#### Extract:

+ + + +

Towards Sustainable Universal Deepfake Detection with Frequency-Domain Masking

Authors: Chandler Timm C. Doloriel, Habib Ullah, Kristian Hovde Liland, Fadi Al Machot, Ngai-Man Cheung

Published: 2025-12-08 21:08:25+00:00

AI Summary

This paper proposes frequency-domain masking as a training augmentation technique to achieve sustainable and universal deepfake detection for AI-generated images. The method enhances generalization across diverse and unseen generative models (GANs and diffusion models) by suppressing reliance on generator-specific frequency artifacts. It also demonstrates consistent performance retention even under significant model pruning, aligning with Green AI principles.

Abstract

Universal deepfake detection aims to identify AI-generated images across a broad range of generative models, including unseen ones. This requires robust generalization to new and unseen deepfakes, which emerge frequently, while minimizing computational overhead to enable large-scale deepfake screening, a critical objective in the era of Green AI. In this work, we explore frequency-domain masking as a training strategy for deepfake detectors. Unlike traditional methods that rely heavily on spatial features or large-scale pretrained models, our approach introduces random masking and geometric transformations, with a focus on frequency masking due to its superior generalization properties. We demonstrate that frequency masking not only enhances detection accuracy across diverse generators but also maintains performance under significant model pruning, offering a scalable and resource-conscious solution. Our method achieves state-of-the-art generalization on GAN- and diffusion-generated image datasets and exhibits consistent robustness under structured pruning. These results highlight the potential of frequency-based masking as a practical step toward sustainable and generalizable deepfake detection. Code and models are available at: [https://github.com/chandlerbing65nm/FakeImageDetection](https://github.com/chandlerbing65nm/FakeImageDetection).

+ + + +

#### Information provided:
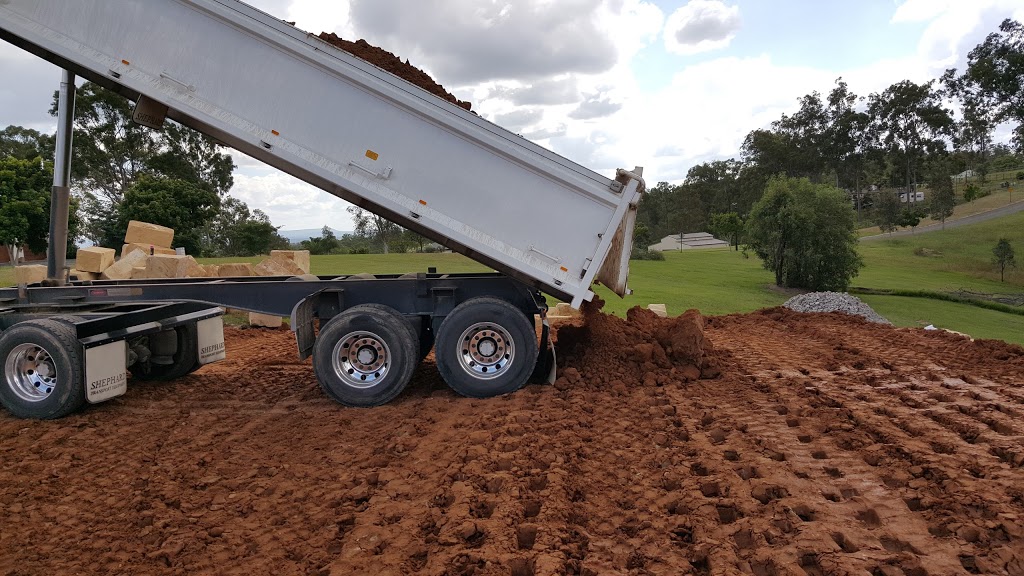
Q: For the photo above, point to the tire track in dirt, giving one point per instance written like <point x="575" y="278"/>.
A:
<point x="816" y="444"/>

+ + + +

#### Goals:
• 1. According to the abstract on deepfake detection with frequency-domain masking, on which kinds of image datasets does the method achieve state-of-the-art generalization?
• 2. Pick up the page on deepfake detection with frequency-domain masking after its last sentence and carry it on.

#### Replies:
• 1. GAN- and diffusion-generated image datasets.

• 2.
Key findings
Frequency masking consistently outperformed spatial masking and geometric transformations, achieving state-of-the-art generalization on GAN and diffusion benchmarks (e.g., 88.10% average mAP for ResNet50). Combining frequency masking with translation augmentation yielded the strongest results (90.51% mAP). Crucially, the benefits of frequency masking largely persisted under moderate structural pruning (up to 50% parameter reduction), confirming its effectiveness for resource-conscious deepfake detection.
Approach
The proposed approach applies frequency-domain masking during supervised training. It transforms input images using the Fast Fourier Transform (FFT), randomly zeroes out frequency components (amplitude spectrum) based on a selected ratio (optimal at 15%), and then inverse-transforms the image back for classification training. This forces the detector to learn more robust, frequency-invariant features that generalize across different synthesis pipelines.
Datasets
Wang et al. [38] benchmarks (ProGAN, StyleGAN, BigGAN, etc.), Ojha et al. [30] diffusion datasets (Guided Diffusion, LDM, Glide, DALL-E-mini), and a specialized FakeFish dataset (ControlNet, Stable Diffusion).
Model(s)
ResNet50, VGG11, MobileNetv2, along with various structural pruning methods (Slim, LAMP, GReg, DepGraph).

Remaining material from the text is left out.